* _WORK TO BE COMPLETED_:
List every line in the data below that contains the word "bridge", copying each line in full.

═════ PROVIDED DATA

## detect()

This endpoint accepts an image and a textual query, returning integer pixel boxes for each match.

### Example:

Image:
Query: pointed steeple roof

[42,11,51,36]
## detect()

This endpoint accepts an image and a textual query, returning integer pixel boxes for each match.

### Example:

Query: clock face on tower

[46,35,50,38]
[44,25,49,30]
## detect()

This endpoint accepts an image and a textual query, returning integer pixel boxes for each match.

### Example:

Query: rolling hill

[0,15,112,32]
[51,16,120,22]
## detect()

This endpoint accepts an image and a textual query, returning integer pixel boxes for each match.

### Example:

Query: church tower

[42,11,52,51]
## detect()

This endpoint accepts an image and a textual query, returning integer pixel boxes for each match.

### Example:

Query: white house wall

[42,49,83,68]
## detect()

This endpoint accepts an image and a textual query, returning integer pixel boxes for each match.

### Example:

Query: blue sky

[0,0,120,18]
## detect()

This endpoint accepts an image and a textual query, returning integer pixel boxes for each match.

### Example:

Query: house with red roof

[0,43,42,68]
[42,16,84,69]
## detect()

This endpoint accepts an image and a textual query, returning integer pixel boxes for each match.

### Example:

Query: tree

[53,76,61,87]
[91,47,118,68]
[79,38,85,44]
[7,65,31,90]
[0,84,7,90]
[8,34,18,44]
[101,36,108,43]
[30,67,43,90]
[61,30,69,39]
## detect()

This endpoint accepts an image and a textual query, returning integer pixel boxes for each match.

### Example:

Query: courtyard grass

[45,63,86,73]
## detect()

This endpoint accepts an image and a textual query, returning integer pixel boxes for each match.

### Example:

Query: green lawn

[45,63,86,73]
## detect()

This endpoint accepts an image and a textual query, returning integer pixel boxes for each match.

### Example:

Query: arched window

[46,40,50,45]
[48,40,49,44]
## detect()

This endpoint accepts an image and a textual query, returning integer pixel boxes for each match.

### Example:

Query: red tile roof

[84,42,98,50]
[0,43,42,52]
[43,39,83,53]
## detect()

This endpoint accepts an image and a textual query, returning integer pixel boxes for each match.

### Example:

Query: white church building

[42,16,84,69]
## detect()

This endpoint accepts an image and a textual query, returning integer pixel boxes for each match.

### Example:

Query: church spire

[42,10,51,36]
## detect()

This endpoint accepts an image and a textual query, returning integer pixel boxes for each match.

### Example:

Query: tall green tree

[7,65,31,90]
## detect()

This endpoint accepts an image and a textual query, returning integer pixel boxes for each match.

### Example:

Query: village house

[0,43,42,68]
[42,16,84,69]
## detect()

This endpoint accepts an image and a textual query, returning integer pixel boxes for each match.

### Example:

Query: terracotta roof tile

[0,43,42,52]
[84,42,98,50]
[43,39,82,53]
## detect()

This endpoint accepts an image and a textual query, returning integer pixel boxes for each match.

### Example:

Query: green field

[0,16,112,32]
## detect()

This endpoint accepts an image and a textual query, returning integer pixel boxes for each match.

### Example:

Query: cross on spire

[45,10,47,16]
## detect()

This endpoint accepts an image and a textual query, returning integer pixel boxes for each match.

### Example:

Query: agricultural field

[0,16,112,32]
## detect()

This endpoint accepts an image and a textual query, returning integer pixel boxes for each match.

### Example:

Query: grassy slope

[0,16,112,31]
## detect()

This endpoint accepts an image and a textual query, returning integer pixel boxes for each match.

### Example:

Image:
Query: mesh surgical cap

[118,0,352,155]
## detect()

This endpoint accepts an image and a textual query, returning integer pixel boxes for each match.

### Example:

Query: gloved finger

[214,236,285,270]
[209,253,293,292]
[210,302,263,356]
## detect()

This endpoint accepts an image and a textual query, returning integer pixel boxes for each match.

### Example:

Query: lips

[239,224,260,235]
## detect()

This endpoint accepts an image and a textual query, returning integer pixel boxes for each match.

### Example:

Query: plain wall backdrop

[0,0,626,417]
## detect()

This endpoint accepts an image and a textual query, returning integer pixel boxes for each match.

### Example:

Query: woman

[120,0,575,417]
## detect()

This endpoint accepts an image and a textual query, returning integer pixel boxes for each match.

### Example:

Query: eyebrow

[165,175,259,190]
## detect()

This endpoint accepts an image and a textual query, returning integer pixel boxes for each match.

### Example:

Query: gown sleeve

══════════
═════ PROVIDED DATA

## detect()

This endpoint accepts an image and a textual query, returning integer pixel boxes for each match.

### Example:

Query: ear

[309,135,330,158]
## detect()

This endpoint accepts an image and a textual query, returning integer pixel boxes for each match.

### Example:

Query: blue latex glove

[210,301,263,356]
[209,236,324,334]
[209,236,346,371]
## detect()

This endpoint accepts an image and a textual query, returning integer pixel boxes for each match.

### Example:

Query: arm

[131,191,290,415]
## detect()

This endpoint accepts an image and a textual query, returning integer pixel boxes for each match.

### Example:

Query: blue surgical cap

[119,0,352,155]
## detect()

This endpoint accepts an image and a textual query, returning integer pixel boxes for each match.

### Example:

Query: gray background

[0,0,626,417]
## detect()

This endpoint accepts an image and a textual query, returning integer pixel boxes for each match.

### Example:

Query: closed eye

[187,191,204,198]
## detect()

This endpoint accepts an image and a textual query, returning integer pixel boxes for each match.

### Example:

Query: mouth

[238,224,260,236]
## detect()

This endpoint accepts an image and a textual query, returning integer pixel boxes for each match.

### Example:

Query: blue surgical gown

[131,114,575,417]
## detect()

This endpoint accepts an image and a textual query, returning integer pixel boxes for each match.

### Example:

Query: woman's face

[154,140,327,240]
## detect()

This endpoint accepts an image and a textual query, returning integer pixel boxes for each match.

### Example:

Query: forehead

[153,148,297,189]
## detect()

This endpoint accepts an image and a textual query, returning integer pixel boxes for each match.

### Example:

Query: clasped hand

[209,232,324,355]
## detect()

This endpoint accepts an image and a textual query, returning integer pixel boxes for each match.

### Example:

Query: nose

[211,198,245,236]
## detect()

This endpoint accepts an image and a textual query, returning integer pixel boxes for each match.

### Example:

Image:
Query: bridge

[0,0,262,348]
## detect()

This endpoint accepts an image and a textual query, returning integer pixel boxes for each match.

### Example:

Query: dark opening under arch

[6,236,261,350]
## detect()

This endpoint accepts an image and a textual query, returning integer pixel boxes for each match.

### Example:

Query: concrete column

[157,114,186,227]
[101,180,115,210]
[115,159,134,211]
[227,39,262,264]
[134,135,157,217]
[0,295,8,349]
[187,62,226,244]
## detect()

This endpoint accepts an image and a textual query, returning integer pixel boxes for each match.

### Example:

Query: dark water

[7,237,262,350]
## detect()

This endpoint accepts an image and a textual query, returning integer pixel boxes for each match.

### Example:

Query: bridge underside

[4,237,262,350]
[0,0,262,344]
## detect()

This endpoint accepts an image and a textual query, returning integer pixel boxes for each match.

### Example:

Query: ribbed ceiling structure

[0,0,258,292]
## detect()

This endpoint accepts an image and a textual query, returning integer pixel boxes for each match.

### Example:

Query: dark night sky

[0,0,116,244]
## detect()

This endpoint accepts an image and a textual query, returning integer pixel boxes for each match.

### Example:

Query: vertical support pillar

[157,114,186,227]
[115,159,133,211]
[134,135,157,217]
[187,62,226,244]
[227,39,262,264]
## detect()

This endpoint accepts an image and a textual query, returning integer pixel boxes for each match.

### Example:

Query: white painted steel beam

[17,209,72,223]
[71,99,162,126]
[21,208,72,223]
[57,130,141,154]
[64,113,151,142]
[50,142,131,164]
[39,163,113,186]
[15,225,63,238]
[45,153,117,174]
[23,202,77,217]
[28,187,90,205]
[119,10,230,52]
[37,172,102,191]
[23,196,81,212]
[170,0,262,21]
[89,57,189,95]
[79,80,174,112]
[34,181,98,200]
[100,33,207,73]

══════════

* _ANSWER TO THIS TASK_:
Query: bridge
Query: bridge underside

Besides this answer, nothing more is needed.